TASKS TO CARRY OUT:
- 1) In the story about Denny at breakfast, what sound does the narrator say they heard in Denny's room?
- 2) Continue the story about Denny at breakfast from its last sentence, keeping the narrator's first-person voice.

Sleep is like a gulf: It creates a distance between you and whatever happened on the other side of that gulf. When I woke up the next morning the events of the night didn't seem so harrowing. I got some breakfast and was sitting at the kitchen table. I was probably reading a book, though I don't remember exactly. I was facing down the hall. I also faced the refrigerator. I saw Denny come down the hall, disheveled and stumbling a little. This was typical for him in the morning; he was not a morning person.

"Good morning," I said. (I was a morning person.)

"{mumble that might have been 'good morning'}"

"Did you sleep well?"

"{mumble that might have been 'okay, how about you?'}"

Denny was getting milk out of the refrigerator and pouring a glass.

"Not bad," I said. "There was one weird thing. I thought I heard footsteps come down the hall and go into your room."


I will remember what happened next until the day I die. Denny was putting the milk back in the refrigerator when I said, "Yeah. And oh, I thought I heard the sound of a dentist's drill in your room."

I could see Denny clearly with my peripheral vision: It was like some of the life just drained out of his body. He had been closing the refrigerator door and suddenly he turned and sank back against it. His mouth fell open. His eyes lost their focus. His arms went limp by his sides.

"What is it?" I said. "What's wrong?"

DATA SECTION:
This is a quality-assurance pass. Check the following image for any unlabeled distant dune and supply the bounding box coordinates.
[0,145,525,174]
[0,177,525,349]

RESPONSES TO THE EXERCISE:
- 1) The sound of a dentist's drill.

- 2)
Denny reached out and grabbed the back of a kitchen chair as he stepped over to the table from the refrigerator. He sat down. Pretty hard. And then he told me this story:

The summer when Denny was fifteen, at the start of summer vacation, he met a girl from New York City. I'll call her Susan. Susan was pretty and had dark hair and was spending the summer with her grandparents. Denny and Susan hit it off. On the surface, they didn't seem to be well matched -- Susan was a very serious girl who was very interested in the occult, and Denny was happy-go-lucky -- but however that may be they were together all the time and it was a mAgIcAl sUmMeR. At the end of summer vacation there was a heartbreaking separation. There were tears, and promises to write. Then Susan was gone. A couple days later Denny woke up and got over it.

Susan, however, didn't get over it so easily. In those days, there were no cell phones, no free long distance, no Internet. The only way to communicate over distance that a teenager could afford was to write letters. Susan wrote Denny letters. When he didn't write back, she wrote and asked why. Then, in one letter, Susan said that she was making arrangements with old woman in New York so that she and Denny could be together again. It seemed very mysterious. Denny never did write back.

Oh, before I continue, I need to tell you about the neighborhood where Denny grew up. It was in the middle of leave-it-to-beaver-land. Miles and miles of unbroken white middle-class suburbia. There were no slums, no railroad tracks, no warehouses, no industry, no homeless shelters, no bus stations -- nothing to attract anything but the Beav and his kind.

Okay, back to the story: School had started. One morning early in the school year Denny walked out his front door, heading to the bus stop. He noticed a very dark-skinned black man on the sidewalk in front of his house. The man had a beard, and long hair braided in dreadlocks. His clothing was worn, shabby, and mismatched. His jacket and pants were too big, as though they'd been given to him as charity. A worn green duffel bag was slung over his shoulder.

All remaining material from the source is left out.